**DIRECTIVE:** Revise the data below by replacing every "integer pixel coordinates" with "whole-number pixel coordinates" and keeping everything else the same.

Records from a data collection

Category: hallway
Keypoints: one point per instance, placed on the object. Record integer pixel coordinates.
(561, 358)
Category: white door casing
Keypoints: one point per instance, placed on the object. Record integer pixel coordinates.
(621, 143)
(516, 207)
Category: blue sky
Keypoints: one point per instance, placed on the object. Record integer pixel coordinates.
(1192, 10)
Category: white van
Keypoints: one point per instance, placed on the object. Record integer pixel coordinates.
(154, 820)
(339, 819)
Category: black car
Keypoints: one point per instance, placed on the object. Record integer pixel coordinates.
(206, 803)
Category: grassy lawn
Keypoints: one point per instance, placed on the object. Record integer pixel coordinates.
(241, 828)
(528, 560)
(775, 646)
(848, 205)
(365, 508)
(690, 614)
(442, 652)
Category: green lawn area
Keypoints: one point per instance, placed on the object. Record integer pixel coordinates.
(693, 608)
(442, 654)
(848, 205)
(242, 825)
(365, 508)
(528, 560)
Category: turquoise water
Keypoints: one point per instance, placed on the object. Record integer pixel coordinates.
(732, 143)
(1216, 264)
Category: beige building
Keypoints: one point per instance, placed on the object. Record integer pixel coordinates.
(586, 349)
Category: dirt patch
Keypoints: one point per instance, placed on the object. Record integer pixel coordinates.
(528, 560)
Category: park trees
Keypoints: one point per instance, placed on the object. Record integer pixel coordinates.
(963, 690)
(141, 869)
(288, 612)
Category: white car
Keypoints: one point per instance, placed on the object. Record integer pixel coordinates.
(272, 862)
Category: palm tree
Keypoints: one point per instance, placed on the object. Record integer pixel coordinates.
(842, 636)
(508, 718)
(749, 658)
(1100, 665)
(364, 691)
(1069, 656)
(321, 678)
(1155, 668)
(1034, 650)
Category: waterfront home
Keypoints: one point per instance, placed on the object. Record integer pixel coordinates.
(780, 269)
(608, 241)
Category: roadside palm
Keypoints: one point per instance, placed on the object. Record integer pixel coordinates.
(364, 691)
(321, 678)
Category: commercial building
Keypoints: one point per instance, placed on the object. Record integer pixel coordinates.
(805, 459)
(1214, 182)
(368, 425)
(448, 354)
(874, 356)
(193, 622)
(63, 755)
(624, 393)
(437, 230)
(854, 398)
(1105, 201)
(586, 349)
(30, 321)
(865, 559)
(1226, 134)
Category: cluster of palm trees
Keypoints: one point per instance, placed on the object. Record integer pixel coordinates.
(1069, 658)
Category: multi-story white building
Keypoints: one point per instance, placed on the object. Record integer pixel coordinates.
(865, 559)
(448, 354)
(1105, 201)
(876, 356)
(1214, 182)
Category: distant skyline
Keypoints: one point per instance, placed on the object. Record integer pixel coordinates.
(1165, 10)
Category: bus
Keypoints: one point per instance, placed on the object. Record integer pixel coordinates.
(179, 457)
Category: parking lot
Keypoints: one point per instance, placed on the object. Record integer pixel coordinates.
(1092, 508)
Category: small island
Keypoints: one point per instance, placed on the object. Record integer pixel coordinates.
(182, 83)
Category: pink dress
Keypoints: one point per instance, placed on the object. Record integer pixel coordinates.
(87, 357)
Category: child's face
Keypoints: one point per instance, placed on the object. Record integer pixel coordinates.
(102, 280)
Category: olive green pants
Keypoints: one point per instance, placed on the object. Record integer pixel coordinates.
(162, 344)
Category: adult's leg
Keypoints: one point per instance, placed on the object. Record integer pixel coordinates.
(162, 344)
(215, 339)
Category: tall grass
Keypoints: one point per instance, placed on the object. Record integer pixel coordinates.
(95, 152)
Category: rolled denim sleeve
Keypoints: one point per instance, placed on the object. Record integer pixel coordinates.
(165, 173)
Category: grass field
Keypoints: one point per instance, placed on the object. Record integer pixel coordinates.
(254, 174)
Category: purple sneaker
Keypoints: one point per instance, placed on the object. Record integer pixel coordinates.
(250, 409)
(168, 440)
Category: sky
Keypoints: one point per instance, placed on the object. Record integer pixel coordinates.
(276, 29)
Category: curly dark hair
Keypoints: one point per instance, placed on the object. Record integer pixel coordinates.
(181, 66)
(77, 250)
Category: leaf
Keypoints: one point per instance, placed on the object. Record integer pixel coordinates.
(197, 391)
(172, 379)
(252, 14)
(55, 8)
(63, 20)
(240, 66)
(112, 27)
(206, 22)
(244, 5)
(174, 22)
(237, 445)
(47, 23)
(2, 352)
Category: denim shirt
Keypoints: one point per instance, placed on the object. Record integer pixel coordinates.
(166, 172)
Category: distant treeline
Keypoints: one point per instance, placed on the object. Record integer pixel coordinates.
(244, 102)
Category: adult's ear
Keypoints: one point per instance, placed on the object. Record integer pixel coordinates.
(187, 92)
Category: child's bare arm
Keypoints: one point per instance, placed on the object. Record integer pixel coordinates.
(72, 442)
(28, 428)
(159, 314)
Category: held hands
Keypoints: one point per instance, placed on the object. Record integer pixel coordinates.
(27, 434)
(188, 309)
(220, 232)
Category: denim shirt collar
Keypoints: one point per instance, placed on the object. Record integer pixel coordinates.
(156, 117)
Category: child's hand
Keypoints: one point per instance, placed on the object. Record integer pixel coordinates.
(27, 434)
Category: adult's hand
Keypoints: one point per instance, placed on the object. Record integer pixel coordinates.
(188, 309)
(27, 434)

**EXERCISE RESULT:**
Category: hallway
Keypoints: one point per instance, placed on the object. Record whole-number pixel coordinates.
(561, 358)
Category: white door casing
Keypoints: one point per instance, placed on the object. Record whole-number pixel coordinates.
(621, 143)
(516, 207)
Category: blue sky
Keypoints: one point per instance, placed on the object. Record whole-number pixel coordinates.
(1192, 10)
Category: white van
Keypoints: one point per instance, placed on the object. Record whole-number pixel coordinates.
(154, 820)
(339, 819)
Category: black car
Keypoints: one point per instance, placed on the object. Record whole-number pixel coordinates.
(206, 803)
Category: grassy lawn
Keypoints: one point per instance, placed on the object. Record whole-number pixel coordinates.
(241, 828)
(528, 560)
(775, 646)
(848, 205)
(365, 508)
(690, 614)
(442, 652)
Category: green lawn area
Keypoints: one point per instance, placed on the object. Record whole-number pixel coordinates.
(693, 608)
(442, 654)
(848, 205)
(242, 825)
(365, 508)
(528, 560)
Category: turquoise water
Keypoints: one point per instance, placed on the object. Record whole-number pixel coordinates.
(732, 143)
(1216, 264)
Category: beige building
Keypoints: one point per instance, placed on the object. Record whole-number pixel coordinates.
(586, 349)
Category: dirt patch
Keypoints: one point per instance, placed on the object. Record whole-number pixel coordinates.
(528, 560)
Category: park trees
Keypoints: one point per instance, placed on the object. Record whole-number pixel coordinates.
(963, 690)
(141, 869)
(288, 612)
Category: white car
Keypoints: one point per instance, placed on the object. Record whole-number pixel coordinates.
(272, 862)
Category: palm tree
Keypoints: one point per instance, placed on the object. Record whole-number pixel coordinates.
(842, 636)
(508, 718)
(749, 658)
(1100, 665)
(364, 691)
(1069, 656)
(321, 678)
(1155, 668)
(1034, 650)
Category: waterfront home
Keypoints: one point per instance, placed on the object. Record whole-number pixel coordinates.
(780, 269)
(608, 241)
Category: roadside palm
Keypoints: one point per instance, placed on the object. Record whole-number pixel coordinates.
(364, 691)
(321, 678)
Category: commercial building
Keypoints: one point per instance, placed on the object. Record whole-number pixel coordinates.
(805, 459)
(1214, 182)
(368, 425)
(448, 354)
(874, 356)
(193, 622)
(63, 755)
(624, 393)
(437, 230)
(854, 398)
(1105, 201)
(586, 349)
(30, 321)
(865, 559)
(1226, 134)
Category: cluster of palm trees
Keypoints: one point per instance, placed on the object. Record whole-number pixel coordinates.
(1069, 658)
Category: multi-story white building
Keypoints: one point per instance, placed on the object. Record whole-number pixel coordinates.
(865, 559)
(448, 354)
(1105, 201)
(876, 356)
(1214, 182)
Category: distant skyline
Keypoints: one point per instance, placed on the object. Record whole-number pixel coordinates.
(1165, 10)
Category: bus
Keypoints: one point per instance, placed on the object. Record whole-number pixel coordinates.
(179, 457)
Category: parking lot
Keypoints: one point per instance, placed on the object. Record whole-number pixel coordinates.
(1092, 508)
Category: small island
Keypoints: one point per instance, placed on the object. Record whole-number pixel coordinates.
(182, 83)
Category: pink dress
Keypoints: one point per instance, placed on the object. Record whole-number pixel coordinates.
(87, 357)
Category: child's face
Keypoints: one point per instance, placed on the object. Record whole-number pixel coordinates.
(102, 280)
Category: olive green pants
Keypoints: one point per instance, placed on the object. Record whole-number pixel coordinates.
(162, 344)
Category: adult's leg
Keypoints: one point per instance, placed on the object. Record whole-number pixel coordinates.
(162, 344)
(215, 339)
Category: tall grass
Keypoints: one point per instance, placed on the object. Record whole-number pixel coordinates.
(95, 152)
Category: rolled denim sleeve
Keypoints: one point per instance, placed on the object. Record whole-number pixel coordinates.
(165, 173)
Category: grass field
Keypoints: one point per instance, placed on the object. Record whole-number pixel coordinates.
(254, 174)
Category: purple sneaker
Keypoints: one point per instance, placed on the object. Record whole-number pixel coordinates.
(250, 409)
(168, 440)
Category: sky
Keypoints: one point per instance, placed on the object. Record whole-number pixel coordinates.
(276, 29)
Category: curly dark hair
Keypoints: one point per instance, placed on the object. Record whole-number pixel coordinates.
(181, 66)
(77, 250)
Category: leaf
Keypoints: one point per instance, placed on the object. Record whole-number pixel coordinates.
(197, 391)
(172, 379)
(252, 14)
(55, 8)
(63, 20)
(240, 66)
(112, 27)
(206, 22)
(244, 5)
(174, 22)
(237, 445)
(47, 23)
(2, 352)
Category: denim shirt
Keypoints: one point per instance, placed on the object. Record whole-number pixel coordinates.
(166, 172)
Category: distant treeline
Keypoints: one point per instance, placed on the object. Record whole-number pixel coordinates.
(244, 102)
Category: adult's ear
Keypoints: one point per instance, placed on the object. Record whole-number pixel coordinates.
(187, 92)
Category: child's bare arm
Keypoints: one point per instance, placed on the object. Record whole-number pixel coordinates.
(72, 442)
(28, 428)
(159, 314)
Category: held hands
Keypoints: one point per instance, placed on the object. Record whole-number pixel coordinates.
(27, 434)
(188, 309)
(220, 232)
Category: denim shirt collar
Keypoints: one point per instance, placed on the object. Record whole-number pixel coordinates.
(156, 117)
Category: child's hand
Keypoints: one point per instance, placed on the object. Record whole-number pixel coordinates.
(27, 434)
Category: adult's hand
Keypoints: one point per instance, placed on the object. Record whole-number pixel coordinates.
(188, 309)
(27, 434)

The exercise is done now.